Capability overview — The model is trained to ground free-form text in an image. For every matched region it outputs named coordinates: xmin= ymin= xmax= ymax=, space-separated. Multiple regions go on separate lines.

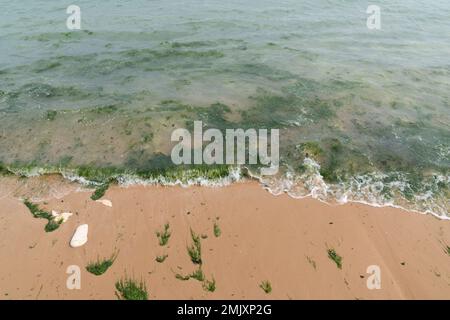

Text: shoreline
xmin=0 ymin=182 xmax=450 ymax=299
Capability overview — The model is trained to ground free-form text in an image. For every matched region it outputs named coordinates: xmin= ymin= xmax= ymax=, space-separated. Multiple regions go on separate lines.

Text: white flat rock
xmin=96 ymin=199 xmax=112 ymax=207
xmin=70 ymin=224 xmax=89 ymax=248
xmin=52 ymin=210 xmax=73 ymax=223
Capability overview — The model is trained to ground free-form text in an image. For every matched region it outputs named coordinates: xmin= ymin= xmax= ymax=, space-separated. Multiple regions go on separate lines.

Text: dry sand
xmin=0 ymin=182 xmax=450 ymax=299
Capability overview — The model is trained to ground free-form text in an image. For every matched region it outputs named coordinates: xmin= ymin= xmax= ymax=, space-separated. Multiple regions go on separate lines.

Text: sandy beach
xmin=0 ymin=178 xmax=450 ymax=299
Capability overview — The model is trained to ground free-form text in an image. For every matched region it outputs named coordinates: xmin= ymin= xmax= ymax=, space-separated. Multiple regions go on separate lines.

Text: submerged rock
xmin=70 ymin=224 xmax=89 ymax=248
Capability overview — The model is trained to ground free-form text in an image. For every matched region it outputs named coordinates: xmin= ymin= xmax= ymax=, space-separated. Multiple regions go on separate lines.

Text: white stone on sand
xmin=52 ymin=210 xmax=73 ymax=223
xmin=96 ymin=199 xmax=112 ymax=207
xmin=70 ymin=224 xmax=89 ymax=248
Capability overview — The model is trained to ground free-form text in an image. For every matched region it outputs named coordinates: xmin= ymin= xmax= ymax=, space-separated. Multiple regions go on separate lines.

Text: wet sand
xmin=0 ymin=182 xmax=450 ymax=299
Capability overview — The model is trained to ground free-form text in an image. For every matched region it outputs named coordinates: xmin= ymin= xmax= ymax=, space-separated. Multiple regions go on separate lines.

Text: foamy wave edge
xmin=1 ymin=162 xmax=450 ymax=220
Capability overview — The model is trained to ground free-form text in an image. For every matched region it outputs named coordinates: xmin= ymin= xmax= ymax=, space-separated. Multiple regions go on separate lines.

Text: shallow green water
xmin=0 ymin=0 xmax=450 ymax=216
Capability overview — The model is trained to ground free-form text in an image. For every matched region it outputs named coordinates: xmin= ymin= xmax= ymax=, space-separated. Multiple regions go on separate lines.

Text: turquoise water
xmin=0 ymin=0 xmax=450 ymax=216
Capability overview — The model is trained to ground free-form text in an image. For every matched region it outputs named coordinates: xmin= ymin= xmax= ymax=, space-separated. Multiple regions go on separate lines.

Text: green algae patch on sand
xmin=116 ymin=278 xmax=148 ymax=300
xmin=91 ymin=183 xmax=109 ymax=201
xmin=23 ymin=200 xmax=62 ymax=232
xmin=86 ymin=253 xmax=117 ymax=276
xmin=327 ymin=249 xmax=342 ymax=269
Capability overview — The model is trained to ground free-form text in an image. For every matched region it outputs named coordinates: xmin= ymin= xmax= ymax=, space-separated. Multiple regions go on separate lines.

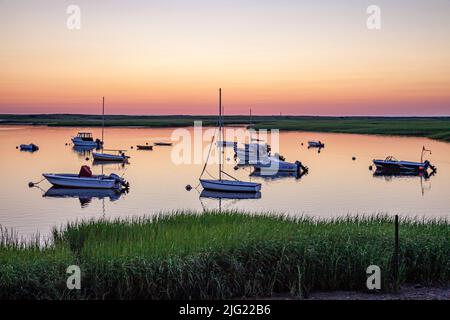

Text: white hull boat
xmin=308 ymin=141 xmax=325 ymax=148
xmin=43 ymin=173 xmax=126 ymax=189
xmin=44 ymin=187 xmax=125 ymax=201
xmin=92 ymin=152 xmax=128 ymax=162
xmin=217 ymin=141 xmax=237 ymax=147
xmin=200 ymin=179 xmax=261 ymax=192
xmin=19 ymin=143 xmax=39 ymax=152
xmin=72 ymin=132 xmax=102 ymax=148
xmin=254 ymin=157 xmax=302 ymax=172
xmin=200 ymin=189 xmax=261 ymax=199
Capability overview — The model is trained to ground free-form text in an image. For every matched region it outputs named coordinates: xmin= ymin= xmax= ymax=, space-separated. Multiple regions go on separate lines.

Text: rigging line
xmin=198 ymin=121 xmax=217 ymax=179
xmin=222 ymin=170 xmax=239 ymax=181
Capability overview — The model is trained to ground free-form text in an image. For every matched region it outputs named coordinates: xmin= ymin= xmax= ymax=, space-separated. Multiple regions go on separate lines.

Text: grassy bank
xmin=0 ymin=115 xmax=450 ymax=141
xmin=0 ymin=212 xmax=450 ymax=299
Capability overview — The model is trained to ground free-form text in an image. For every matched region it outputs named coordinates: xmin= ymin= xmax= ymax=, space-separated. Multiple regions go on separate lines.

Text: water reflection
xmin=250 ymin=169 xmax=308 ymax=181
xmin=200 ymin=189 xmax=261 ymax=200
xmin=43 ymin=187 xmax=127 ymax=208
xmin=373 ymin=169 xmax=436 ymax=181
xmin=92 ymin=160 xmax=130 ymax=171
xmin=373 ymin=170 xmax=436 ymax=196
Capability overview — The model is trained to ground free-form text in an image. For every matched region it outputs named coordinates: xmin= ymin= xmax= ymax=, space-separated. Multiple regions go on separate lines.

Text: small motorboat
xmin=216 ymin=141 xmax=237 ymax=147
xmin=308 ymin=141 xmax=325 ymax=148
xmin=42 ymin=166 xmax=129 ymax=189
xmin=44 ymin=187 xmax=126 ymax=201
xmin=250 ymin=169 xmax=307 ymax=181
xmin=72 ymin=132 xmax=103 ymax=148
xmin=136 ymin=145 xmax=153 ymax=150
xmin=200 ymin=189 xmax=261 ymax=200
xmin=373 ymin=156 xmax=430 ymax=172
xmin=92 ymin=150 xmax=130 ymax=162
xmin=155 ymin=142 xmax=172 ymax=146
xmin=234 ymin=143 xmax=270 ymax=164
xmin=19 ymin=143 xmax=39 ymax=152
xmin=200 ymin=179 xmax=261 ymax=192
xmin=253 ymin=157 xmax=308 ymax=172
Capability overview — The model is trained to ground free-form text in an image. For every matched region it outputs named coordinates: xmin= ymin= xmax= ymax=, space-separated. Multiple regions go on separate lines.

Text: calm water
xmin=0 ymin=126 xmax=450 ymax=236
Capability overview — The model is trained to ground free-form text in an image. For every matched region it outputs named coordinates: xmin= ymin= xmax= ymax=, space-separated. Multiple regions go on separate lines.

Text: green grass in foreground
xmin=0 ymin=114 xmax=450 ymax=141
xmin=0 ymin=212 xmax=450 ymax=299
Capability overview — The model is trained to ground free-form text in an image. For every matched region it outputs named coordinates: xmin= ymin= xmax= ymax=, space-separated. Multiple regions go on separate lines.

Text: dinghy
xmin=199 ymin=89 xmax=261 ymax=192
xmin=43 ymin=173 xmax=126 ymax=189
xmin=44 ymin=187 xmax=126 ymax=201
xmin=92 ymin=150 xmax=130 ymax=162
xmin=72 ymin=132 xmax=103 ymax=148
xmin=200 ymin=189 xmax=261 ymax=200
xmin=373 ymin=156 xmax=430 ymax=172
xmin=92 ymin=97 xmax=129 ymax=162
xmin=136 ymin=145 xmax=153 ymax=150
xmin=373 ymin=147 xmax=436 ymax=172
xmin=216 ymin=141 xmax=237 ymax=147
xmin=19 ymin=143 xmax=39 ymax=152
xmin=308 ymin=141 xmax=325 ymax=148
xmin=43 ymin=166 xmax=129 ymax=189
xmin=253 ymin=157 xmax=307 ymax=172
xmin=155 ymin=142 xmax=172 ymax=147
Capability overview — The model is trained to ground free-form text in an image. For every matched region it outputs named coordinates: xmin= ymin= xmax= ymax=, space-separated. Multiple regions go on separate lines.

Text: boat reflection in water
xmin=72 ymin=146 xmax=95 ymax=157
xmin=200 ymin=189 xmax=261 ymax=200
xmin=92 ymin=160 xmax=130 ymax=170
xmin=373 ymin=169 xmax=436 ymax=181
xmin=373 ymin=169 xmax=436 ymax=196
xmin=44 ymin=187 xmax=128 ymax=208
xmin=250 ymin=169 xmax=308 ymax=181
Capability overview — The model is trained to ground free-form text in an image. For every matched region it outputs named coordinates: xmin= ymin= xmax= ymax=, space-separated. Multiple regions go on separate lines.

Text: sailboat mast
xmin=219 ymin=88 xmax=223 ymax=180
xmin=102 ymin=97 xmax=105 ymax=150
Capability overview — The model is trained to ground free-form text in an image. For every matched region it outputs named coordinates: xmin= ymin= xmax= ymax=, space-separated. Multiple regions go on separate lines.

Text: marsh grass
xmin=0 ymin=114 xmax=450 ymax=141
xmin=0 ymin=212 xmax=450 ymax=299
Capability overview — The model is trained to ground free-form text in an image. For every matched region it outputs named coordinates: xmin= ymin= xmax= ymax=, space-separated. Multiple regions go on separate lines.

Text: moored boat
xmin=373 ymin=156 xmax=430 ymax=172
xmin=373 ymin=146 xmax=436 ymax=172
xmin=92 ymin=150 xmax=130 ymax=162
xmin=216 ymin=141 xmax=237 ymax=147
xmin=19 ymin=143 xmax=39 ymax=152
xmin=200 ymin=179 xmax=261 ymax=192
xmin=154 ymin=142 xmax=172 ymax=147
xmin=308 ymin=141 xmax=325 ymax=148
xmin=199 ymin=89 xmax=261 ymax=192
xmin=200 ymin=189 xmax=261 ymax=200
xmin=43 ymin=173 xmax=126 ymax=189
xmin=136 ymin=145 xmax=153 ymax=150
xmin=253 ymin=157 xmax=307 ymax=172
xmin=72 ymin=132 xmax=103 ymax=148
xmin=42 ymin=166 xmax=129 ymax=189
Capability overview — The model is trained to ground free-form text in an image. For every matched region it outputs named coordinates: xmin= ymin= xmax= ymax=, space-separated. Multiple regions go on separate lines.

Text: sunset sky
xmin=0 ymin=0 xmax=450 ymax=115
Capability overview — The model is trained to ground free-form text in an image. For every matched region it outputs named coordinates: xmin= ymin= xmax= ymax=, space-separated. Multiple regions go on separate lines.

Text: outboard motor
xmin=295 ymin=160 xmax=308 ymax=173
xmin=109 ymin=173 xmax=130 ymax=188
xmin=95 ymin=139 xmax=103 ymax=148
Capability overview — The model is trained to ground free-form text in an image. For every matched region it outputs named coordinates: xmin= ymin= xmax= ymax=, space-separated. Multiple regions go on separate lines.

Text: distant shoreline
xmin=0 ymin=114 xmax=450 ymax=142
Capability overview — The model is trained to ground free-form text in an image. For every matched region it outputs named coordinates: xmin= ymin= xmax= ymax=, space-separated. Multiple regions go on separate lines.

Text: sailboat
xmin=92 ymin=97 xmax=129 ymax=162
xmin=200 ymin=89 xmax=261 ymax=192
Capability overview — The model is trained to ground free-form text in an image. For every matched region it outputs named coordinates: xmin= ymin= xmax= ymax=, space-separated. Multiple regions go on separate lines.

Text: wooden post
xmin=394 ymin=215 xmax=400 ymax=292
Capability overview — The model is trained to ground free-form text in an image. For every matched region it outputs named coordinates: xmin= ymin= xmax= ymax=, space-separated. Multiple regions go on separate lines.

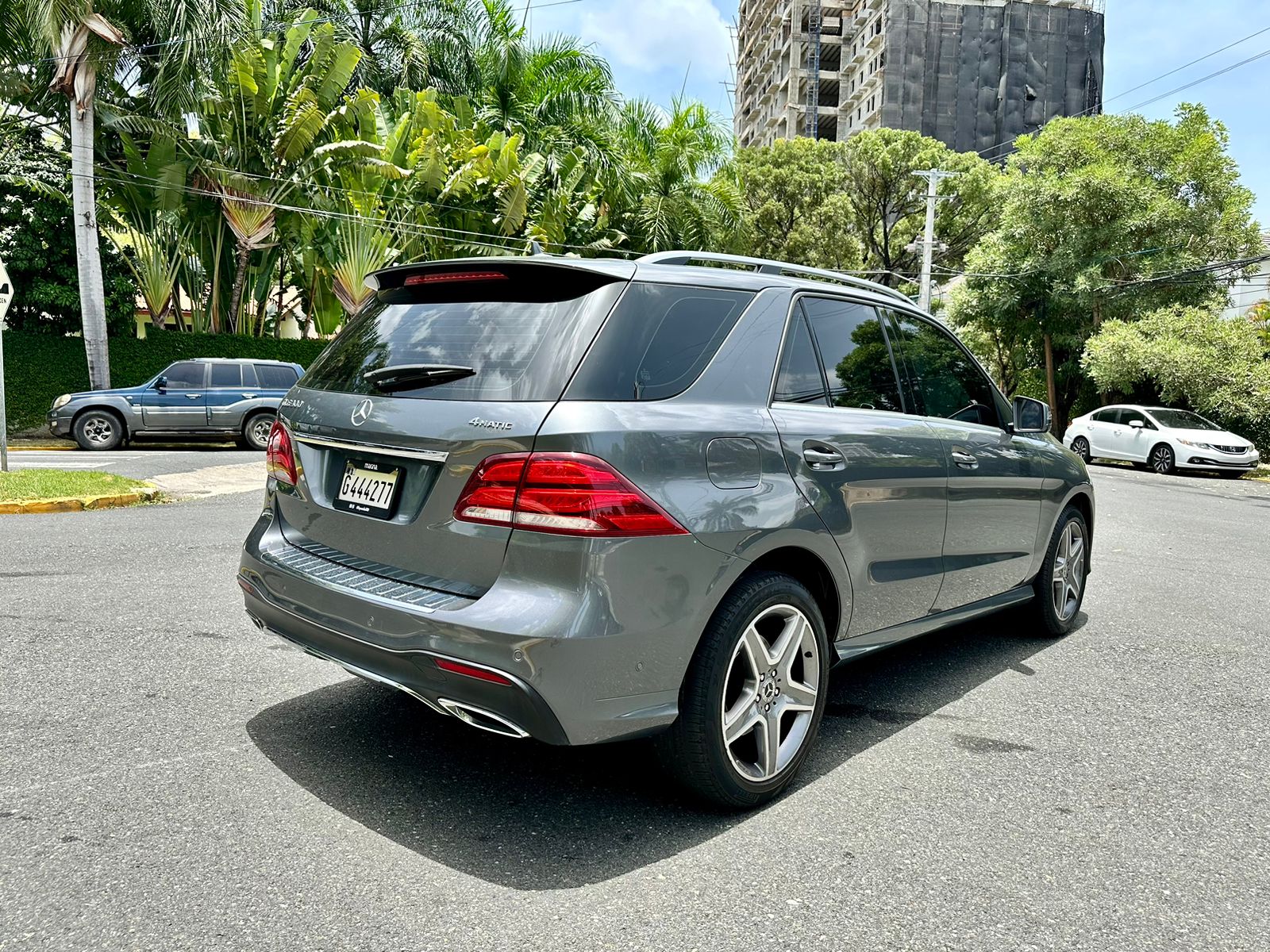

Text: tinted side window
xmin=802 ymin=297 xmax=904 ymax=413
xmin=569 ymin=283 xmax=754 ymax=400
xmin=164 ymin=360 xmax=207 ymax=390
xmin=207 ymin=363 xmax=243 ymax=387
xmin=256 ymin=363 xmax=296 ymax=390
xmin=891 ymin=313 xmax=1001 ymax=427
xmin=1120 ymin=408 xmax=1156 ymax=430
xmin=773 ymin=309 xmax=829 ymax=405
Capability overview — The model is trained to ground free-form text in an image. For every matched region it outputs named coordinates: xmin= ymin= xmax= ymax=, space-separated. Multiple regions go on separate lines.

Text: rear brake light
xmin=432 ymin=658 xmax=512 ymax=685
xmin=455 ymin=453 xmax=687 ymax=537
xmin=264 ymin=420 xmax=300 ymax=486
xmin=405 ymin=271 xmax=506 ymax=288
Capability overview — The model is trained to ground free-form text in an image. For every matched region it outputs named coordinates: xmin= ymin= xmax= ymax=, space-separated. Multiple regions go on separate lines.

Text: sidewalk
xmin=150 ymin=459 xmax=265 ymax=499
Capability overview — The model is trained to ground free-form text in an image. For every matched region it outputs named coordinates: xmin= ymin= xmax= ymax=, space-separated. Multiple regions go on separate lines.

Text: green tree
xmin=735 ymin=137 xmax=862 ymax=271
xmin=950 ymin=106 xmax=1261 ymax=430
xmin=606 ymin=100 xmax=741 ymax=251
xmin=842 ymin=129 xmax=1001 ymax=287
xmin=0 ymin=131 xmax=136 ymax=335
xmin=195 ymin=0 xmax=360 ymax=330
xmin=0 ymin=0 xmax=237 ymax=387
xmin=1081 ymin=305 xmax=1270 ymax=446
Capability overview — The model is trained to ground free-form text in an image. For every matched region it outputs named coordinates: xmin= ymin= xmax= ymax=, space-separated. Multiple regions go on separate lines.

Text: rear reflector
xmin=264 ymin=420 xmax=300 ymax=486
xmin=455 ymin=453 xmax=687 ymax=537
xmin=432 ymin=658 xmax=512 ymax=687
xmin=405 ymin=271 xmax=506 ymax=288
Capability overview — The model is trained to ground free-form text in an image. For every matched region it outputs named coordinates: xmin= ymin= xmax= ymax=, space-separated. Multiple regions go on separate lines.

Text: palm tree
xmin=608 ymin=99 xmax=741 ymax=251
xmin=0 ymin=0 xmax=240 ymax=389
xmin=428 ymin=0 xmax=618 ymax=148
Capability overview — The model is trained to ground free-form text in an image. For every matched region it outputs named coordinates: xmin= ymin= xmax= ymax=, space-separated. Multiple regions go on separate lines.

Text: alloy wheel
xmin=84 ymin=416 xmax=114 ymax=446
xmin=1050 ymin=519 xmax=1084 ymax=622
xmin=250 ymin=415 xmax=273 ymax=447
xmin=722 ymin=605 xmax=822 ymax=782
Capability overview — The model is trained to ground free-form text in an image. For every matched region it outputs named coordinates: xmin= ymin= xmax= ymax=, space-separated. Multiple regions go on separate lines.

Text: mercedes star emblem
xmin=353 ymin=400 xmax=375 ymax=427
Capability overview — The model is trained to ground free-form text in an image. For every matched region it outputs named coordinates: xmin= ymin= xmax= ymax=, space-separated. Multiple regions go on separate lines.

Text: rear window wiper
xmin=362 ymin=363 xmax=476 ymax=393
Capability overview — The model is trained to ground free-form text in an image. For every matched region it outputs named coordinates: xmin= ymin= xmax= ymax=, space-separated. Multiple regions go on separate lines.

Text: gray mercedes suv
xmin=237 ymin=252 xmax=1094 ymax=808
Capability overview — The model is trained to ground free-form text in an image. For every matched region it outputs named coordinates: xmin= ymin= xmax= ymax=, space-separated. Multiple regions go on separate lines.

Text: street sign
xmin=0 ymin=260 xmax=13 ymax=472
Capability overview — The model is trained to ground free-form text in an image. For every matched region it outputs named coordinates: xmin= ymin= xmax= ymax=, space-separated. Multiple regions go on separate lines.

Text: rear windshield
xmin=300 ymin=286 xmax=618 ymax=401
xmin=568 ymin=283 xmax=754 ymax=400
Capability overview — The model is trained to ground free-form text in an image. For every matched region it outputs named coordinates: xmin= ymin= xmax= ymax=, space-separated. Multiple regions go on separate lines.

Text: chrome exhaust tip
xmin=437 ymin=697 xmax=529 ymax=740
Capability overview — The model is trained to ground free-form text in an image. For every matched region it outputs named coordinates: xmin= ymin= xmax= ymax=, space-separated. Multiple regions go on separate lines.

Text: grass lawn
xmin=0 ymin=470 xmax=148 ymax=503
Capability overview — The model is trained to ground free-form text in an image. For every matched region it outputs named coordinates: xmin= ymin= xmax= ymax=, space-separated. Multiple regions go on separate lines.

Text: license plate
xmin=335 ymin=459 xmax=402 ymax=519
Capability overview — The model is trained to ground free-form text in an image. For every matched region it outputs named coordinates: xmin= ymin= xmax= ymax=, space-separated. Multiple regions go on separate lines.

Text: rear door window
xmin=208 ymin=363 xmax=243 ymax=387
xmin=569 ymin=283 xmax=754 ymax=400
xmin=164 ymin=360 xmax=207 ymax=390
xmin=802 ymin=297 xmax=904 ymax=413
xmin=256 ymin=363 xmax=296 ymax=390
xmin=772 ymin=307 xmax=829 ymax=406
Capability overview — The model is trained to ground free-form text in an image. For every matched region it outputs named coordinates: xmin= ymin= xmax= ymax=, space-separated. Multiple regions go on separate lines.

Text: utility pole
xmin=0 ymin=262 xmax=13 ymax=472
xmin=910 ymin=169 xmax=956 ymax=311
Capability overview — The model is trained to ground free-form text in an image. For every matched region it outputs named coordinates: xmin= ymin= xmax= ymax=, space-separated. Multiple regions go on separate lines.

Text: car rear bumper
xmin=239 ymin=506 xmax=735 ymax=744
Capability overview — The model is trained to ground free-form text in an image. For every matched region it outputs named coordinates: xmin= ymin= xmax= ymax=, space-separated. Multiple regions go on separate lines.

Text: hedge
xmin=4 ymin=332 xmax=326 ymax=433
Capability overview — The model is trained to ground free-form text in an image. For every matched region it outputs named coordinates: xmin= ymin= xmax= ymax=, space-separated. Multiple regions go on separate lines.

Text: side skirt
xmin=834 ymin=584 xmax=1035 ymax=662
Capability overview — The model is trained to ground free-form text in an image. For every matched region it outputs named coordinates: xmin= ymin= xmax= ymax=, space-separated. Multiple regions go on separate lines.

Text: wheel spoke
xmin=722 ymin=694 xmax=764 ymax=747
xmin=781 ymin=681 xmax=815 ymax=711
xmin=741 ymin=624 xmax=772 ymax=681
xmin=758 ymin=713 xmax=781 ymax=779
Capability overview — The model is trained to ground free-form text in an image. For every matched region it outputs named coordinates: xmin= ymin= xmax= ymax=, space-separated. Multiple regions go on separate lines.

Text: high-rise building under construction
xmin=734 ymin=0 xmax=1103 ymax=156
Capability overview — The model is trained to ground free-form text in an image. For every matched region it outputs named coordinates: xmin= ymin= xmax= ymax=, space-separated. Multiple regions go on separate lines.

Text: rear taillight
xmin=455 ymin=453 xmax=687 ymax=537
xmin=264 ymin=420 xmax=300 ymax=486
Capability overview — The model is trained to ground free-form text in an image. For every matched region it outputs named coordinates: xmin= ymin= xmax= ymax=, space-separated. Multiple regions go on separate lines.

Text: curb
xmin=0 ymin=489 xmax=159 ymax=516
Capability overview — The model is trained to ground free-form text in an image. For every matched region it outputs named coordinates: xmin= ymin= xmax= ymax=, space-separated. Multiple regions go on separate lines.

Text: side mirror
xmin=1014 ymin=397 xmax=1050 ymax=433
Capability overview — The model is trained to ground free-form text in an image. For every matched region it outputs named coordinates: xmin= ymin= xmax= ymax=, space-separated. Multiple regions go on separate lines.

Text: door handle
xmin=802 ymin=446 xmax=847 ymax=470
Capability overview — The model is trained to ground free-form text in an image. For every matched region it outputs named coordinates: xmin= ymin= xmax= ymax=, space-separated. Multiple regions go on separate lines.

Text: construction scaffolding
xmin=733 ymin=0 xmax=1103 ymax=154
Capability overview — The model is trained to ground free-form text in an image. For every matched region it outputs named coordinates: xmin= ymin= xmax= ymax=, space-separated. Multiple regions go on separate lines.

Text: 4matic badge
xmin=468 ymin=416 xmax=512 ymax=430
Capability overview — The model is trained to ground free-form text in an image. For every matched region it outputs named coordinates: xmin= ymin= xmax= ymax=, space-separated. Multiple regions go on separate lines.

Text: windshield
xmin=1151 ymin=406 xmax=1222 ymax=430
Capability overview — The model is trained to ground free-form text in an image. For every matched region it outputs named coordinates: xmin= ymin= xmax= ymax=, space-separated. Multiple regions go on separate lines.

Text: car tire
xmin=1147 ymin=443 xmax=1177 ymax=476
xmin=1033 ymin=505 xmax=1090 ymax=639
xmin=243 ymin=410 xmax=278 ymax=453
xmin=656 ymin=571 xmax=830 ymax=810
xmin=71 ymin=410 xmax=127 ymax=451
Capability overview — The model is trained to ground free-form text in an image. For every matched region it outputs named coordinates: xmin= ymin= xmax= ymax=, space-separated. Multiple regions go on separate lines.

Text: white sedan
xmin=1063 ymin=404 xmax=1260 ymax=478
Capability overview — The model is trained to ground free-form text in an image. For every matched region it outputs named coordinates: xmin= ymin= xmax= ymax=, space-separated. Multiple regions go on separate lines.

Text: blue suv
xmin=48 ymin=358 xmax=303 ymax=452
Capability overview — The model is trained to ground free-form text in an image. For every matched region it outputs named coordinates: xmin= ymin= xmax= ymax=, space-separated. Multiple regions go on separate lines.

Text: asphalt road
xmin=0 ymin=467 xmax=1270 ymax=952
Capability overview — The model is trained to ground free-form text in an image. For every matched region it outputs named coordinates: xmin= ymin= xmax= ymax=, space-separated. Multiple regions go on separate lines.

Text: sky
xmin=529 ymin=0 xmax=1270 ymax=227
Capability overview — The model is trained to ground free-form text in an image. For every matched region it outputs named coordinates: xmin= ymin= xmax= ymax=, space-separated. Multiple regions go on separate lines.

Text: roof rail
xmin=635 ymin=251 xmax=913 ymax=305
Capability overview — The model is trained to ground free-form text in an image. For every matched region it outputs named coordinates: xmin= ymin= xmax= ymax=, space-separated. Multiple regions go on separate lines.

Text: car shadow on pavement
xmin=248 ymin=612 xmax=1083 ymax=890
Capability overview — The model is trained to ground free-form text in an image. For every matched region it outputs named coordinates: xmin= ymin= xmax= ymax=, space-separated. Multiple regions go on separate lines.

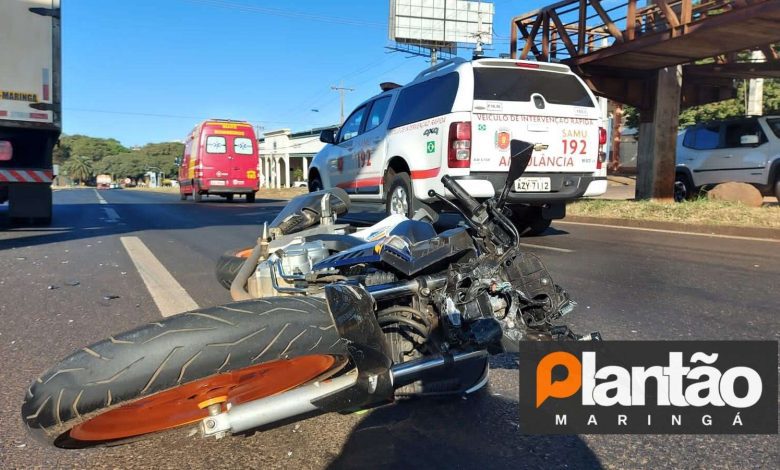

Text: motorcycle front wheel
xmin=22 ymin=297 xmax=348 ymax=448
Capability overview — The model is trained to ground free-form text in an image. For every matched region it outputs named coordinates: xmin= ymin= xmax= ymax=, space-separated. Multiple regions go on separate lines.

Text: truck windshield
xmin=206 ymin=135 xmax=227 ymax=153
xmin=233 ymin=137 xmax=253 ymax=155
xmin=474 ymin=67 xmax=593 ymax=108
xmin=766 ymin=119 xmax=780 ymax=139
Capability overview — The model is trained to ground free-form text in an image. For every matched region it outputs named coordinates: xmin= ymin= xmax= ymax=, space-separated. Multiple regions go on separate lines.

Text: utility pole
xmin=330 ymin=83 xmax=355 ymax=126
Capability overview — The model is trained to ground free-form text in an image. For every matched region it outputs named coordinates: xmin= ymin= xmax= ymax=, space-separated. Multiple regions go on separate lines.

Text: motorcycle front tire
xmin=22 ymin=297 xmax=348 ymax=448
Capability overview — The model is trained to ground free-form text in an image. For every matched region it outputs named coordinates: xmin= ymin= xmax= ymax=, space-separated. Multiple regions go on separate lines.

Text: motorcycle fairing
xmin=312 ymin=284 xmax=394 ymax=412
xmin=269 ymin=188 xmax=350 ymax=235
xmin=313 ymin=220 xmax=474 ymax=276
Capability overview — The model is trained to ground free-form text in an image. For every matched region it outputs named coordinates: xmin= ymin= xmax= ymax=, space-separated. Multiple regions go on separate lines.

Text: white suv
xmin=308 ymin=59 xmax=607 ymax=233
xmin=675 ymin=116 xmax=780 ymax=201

※ ※ ※

What this task involves: Please show every line above that contains the word "tire", copying each one in full.

Solution to the exercise:
Text: car tire
Text: motorcycle front tire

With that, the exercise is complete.